### Using the information
#1 From the oil prices article, copy the passage starting at "Financial markets are" and ending at "week to pass.".
#2 According to the oil prices article, what does the European Commission's proposed embargo on Russian oil need in order to pass?

By Laura Sanicola

(Reuters) – Oil prices edged lower in early Asian trade on Tuesday, adding to a 6% slump in the previous session, as coronavirus lockdowns in top oil importer China and potential economic ructions in Europe fed worries about the demand outlook.

Brent crude fell 36 cents, or 0.3%, to $105.58 at 0009 GMT. U.S. West Texas Intermediate crude fell 23 cents, or 0.2%, to $102.86 a barrel. Prices dropped over $1 earlier in the session but pared their losses. Both contracts are still up about 35% so far this year.

Financial markets are heeding concerns that further curtailing Russian oil imports following the nation’s invasion of Ukraine could push some European nations into economic distress.

Last week, the European Commission proposed a phased embargo on Russian oil, boosting Brent and WTI prices for a second straight week. The proposal needs a unanimous vote by EU members this week to pass.

A halt to Russian gas supplies to Germany would trigger a deep recession and cost half a million jobs, a senior economist said in an interview published on Tuesday.

### Supplied entries
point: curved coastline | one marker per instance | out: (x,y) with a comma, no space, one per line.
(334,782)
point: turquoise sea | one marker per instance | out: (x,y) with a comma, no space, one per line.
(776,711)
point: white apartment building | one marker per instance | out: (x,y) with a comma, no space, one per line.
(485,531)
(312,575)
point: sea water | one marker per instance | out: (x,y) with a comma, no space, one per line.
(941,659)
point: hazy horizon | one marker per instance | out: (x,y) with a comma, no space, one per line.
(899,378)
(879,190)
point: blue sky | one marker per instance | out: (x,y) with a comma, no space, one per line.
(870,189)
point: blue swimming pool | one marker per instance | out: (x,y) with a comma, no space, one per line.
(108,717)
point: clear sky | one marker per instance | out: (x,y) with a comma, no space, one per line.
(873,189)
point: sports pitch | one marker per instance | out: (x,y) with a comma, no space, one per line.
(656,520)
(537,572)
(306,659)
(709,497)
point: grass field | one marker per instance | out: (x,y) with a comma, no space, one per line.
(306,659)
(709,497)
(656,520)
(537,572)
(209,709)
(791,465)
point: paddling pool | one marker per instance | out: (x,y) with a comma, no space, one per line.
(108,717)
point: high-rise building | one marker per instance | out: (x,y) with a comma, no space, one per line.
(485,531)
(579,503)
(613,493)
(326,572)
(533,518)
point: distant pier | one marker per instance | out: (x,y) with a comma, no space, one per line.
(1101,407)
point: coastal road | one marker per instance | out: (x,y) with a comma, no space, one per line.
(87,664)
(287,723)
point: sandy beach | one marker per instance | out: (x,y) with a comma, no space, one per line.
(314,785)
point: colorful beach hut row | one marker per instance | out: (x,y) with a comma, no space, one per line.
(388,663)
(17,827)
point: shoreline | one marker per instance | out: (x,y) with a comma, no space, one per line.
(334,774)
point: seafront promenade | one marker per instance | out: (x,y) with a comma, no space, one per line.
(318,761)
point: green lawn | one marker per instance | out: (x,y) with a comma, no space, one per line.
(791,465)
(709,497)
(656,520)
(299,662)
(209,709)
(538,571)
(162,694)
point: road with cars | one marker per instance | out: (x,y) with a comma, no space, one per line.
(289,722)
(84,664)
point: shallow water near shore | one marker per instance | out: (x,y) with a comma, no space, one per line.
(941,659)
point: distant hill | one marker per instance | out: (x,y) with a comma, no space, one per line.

### Solution set
#1
Financial markets are heeding concerns that further curtailing Russian oil imports following the nation’s invasion of Ukraine could push some European nations into economic distress.

Last week, the European Commission proposed a phased embargo on Russian oil, boosting Brent and WTI prices for a second straight week. The proposal needs a unanimous vote by EU members this week to pass.

#2 A unanimous vote by EU members this week.